Object location annotation data
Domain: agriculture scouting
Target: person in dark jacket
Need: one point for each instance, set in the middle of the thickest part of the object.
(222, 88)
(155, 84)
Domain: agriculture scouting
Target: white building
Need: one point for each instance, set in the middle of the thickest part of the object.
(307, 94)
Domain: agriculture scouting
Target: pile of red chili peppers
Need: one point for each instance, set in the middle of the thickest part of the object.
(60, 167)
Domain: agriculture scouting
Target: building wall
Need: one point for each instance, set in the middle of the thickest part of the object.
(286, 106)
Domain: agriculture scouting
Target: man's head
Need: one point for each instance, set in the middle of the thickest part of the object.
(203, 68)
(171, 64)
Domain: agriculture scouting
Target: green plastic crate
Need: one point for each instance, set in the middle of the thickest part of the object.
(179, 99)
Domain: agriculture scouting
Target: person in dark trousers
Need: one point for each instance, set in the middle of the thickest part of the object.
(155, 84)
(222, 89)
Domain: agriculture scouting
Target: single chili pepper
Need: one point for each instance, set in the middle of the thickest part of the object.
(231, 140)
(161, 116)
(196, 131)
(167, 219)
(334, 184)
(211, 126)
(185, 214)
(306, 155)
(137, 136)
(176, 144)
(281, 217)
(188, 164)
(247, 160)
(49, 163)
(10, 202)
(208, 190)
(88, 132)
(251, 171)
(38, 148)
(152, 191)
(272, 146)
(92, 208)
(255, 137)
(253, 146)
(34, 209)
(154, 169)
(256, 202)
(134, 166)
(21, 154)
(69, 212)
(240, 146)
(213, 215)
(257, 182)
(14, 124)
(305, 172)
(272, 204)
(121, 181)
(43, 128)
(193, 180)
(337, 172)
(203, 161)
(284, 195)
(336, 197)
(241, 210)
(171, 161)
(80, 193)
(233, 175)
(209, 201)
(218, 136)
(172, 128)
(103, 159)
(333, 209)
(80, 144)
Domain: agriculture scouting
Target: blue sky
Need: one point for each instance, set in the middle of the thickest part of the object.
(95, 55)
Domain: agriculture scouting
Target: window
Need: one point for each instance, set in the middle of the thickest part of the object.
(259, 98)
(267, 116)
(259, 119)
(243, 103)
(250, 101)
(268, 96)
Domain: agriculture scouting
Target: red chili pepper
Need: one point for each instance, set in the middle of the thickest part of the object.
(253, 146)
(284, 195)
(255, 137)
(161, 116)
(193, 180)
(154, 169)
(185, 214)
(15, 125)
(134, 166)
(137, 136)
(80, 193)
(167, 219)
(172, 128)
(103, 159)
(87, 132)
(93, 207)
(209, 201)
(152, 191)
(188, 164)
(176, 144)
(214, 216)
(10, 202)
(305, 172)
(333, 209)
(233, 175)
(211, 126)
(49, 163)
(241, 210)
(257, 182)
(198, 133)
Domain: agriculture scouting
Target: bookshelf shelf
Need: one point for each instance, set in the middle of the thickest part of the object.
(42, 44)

Task brief: Print all of the entries exactly as they appear.

Written solution:
Domain: agriculture scouting
Target: person in dark jacket
Need: one point for each instance, set in the middle of the thickest part of the object.
(222, 88)
(155, 84)
Domain: agriculture scouting
Target: white building
Need: one point for each instance, set in the middle of the thickest part of the object.
(307, 94)
Domain: agriculture scouting
Target: pile of red chili peppers
Need: one point for each instance, set in the middle of the thickest part of the object.
(60, 167)
Domain: agriculture scouting
Target: building wall
Need: one point for each instance, set in the middle of the thickest part of the object.
(286, 106)
Domain: agriculture scouting
Target: man's head
Need: one point for each instance, set in the middle of the thickest part of the object.
(203, 68)
(171, 64)
Domain: agriculture scouting
Target: green plastic crate
Need: one point for each instance, set in the middle of the thickest part of the object.
(179, 99)
Domain: agriculture scouting
Target: person in dark trousers
Need: one point for each instance, set in the middle of the thickest part of the object.
(155, 84)
(222, 89)
Domain: agriculture scouting
Target: single chili pepper
Need: one point for each instance, set in the middle of the thickest part of the object.
(231, 140)
(161, 116)
(196, 131)
(167, 219)
(334, 184)
(211, 126)
(185, 214)
(306, 155)
(137, 136)
(176, 144)
(281, 217)
(188, 164)
(247, 160)
(49, 163)
(10, 202)
(208, 190)
(88, 132)
(251, 171)
(38, 148)
(152, 191)
(272, 146)
(92, 208)
(255, 137)
(253, 146)
(34, 209)
(154, 169)
(256, 202)
(134, 166)
(21, 154)
(69, 212)
(240, 146)
(213, 215)
(257, 182)
(14, 124)
(305, 172)
(272, 204)
(121, 181)
(43, 128)
(193, 180)
(337, 172)
(203, 161)
(284, 195)
(336, 197)
(241, 210)
(171, 161)
(80, 193)
(233, 175)
(209, 201)
(218, 136)
(172, 128)
(103, 159)
(333, 209)
(80, 144)
Domain: agriculture scouting
Target: blue sky
Need: one point for each instance, set in the middle of the thickest part of the object.
(95, 55)
Domain: agriculture scouting
Target: window
Need: one point for each instance, set in the middle of the thickest part of the object.
(259, 98)
(267, 116)
(259, 119)
(243, 103)
(250, 101)
(268, 96)
Domain: agriculture scouting
Target: red chili pepper
Need: one point for each instance, set in the middle of the thickest part of the object.
(253, 146)
(284, 195)
(255, 137)
(161, 116)
(193, 180)
(154, 169)
(185, 214)
(15, 125)
(134, 166)
(137, 136)
(80, 193)
(167, 219)
(172, 128)
(103, 159)
(87, 132)
(93, 207)
(209, 201)
(152, 191)
(188, 164)
(176, 144)
(214, 216)
(10, 202)
(305, 172)
(333, 209)
(233, 175)
(211, 126)
(49, 163)
(241, 210)
(257, 182)
(198, 133)
Domain: agriculture scouting
Target: bookshelf shelf
Need: one point for each instance, set in the middle of the thickest part of the object.
(42, 44)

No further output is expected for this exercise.